• WRITTEN INSTRUCTION:
Copy these lines of the material verbatim, starting with the line that contains "Each instance receives one keypoint. Mark the reflection" and going on through the last line of the material, both ends included. Output only those lines.

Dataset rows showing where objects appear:
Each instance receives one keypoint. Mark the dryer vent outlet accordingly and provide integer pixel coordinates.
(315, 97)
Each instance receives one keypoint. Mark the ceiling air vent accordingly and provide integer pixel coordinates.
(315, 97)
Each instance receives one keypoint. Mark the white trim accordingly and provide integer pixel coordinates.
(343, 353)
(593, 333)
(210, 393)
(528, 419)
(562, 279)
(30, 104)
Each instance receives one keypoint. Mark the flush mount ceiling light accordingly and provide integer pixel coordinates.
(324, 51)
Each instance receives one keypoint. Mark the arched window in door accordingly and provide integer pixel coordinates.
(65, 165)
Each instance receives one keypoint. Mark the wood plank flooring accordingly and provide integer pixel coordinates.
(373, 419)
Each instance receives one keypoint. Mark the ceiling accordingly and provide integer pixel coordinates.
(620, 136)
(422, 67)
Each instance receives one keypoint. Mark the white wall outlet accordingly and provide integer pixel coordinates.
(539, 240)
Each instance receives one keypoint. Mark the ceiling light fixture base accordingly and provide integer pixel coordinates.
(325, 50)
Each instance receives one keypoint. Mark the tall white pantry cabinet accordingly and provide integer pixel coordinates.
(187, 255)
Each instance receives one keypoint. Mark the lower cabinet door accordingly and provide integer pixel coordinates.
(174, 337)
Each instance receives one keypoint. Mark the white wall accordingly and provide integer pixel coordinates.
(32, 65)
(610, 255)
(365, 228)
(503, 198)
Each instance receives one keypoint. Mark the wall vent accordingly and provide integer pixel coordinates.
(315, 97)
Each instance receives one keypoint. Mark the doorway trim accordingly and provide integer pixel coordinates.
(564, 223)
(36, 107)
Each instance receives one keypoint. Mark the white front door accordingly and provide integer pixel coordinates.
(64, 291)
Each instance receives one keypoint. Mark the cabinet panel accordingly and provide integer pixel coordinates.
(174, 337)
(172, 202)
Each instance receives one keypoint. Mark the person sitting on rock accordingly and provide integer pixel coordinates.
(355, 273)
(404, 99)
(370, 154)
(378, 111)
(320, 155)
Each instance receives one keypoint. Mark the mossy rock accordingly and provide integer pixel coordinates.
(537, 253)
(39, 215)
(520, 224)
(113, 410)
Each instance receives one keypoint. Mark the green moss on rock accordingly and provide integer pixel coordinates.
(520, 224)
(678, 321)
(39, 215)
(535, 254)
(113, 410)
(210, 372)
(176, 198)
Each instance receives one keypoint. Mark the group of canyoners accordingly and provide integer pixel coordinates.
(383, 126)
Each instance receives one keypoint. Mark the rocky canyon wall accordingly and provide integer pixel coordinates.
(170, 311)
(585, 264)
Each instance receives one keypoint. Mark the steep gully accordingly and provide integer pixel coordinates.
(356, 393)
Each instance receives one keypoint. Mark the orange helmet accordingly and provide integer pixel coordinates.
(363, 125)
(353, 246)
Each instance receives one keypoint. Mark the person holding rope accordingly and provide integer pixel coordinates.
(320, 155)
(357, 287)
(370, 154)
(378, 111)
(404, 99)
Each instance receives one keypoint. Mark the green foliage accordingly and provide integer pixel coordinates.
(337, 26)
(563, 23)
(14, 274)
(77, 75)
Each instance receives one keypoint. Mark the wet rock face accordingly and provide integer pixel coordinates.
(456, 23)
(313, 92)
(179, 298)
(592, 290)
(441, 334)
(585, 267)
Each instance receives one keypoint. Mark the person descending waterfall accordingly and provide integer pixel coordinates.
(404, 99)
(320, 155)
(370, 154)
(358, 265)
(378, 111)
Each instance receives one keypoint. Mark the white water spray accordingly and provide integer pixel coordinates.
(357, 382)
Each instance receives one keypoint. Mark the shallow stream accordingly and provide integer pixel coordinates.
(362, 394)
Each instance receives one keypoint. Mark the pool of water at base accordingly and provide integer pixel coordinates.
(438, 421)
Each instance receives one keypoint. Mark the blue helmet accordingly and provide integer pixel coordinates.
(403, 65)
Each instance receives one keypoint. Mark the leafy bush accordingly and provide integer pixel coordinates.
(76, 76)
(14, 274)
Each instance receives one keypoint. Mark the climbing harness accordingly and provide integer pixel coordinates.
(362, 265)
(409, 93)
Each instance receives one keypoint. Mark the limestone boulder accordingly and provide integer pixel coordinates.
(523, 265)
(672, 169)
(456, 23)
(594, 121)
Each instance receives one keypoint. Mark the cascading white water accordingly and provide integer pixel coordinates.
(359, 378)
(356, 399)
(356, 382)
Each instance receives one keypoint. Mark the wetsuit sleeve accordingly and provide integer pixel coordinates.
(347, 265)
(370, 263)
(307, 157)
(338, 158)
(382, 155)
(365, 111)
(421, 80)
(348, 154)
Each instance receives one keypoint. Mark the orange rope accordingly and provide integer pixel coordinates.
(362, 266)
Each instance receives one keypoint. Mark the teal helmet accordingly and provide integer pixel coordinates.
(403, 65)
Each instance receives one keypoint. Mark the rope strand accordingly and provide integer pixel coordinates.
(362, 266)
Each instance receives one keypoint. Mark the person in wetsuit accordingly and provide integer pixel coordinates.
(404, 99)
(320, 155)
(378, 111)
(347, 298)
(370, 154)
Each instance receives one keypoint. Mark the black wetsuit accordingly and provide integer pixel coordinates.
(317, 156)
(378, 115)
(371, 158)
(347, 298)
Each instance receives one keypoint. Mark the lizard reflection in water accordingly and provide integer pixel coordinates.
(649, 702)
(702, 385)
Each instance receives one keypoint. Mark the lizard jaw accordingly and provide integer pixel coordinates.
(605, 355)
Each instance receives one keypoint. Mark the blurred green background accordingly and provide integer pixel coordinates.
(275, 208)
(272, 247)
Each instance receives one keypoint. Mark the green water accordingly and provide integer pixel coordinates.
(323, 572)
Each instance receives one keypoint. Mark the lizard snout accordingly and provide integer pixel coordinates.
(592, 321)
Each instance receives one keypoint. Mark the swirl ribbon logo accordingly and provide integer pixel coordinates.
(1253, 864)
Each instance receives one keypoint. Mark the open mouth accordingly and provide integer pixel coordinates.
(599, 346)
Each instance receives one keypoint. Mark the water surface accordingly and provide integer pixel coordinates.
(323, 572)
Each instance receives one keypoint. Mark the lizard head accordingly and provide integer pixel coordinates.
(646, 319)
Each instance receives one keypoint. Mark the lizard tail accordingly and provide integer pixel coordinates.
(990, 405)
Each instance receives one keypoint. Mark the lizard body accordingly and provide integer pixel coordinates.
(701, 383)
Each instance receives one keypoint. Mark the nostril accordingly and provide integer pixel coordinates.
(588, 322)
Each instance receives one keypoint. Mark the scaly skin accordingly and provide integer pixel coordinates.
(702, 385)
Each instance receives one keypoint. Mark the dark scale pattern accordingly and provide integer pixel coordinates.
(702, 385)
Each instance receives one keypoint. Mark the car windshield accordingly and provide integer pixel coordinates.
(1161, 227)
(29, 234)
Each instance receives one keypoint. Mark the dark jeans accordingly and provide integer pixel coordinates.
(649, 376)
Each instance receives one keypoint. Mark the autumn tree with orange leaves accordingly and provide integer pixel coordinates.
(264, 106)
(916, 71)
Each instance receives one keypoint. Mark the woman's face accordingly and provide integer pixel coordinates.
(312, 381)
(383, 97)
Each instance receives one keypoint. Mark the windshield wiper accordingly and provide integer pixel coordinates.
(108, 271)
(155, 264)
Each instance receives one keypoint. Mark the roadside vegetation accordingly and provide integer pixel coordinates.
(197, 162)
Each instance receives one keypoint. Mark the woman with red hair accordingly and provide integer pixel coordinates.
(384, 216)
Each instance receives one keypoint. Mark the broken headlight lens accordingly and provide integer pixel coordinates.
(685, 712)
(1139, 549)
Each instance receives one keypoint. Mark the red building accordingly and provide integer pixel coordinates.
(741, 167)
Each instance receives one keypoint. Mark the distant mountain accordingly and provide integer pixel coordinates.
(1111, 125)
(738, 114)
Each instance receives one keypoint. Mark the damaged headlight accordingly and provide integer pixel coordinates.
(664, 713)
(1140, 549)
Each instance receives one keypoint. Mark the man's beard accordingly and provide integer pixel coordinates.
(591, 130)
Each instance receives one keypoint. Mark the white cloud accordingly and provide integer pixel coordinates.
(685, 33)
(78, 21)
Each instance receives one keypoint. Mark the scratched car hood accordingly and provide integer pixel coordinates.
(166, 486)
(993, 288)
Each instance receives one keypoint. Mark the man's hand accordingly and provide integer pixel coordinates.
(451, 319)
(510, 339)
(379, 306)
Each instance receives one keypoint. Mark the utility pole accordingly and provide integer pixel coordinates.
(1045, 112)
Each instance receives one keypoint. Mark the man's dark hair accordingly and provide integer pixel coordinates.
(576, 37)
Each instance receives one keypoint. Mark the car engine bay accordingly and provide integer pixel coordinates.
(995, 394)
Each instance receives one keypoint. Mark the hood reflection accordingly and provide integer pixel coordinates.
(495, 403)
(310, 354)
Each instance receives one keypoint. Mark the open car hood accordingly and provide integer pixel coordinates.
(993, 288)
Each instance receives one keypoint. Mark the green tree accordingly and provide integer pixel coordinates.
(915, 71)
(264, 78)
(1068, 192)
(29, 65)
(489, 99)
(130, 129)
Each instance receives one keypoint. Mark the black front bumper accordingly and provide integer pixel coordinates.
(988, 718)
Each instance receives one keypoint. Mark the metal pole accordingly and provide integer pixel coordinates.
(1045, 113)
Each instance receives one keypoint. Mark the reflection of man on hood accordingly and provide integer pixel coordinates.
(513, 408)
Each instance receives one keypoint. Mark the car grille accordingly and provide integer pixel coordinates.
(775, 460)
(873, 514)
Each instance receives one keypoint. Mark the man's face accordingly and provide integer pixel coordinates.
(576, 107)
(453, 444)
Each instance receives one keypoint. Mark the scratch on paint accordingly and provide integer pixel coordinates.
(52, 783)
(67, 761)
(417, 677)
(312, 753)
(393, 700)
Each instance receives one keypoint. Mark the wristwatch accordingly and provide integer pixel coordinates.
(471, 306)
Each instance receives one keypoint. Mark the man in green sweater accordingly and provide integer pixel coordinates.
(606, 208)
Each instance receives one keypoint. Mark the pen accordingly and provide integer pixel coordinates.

• ANSWER TO THIS EXERCISE:
Each instance receives one keypoint. Mark the reflection of man on hood accordingly and provide integer pixel coordinates.
(513, 408)
Each instance receives one keypoint. Mark the car grille accordingly and provide integer pixel coordinates.
(775, 460)
(873, 514)
Each instance receives one keypoint. Mark the man's face accordingly and provide integer pixel coordinates.
(576, 107)
(453, 444)
Each instance receives one keypoint. Mark the scratch on paint accordingly and provide integer pixel coordinates.
(52, 783)
(67, 761)
(417, 677)
(312, 753)
(393, 700)
Each instance receives one keypoint. Mark the wristwatch accordingly and provide integer pixel coordinates.
(471, 306)
Each instance receives one keypoint. Mark the man in green sweater accordingly and provide integer pixel coordinates.
(606, 208)
Each instance receives one keypoint. Mark the pen accordingly and provide integer pixel coordinates.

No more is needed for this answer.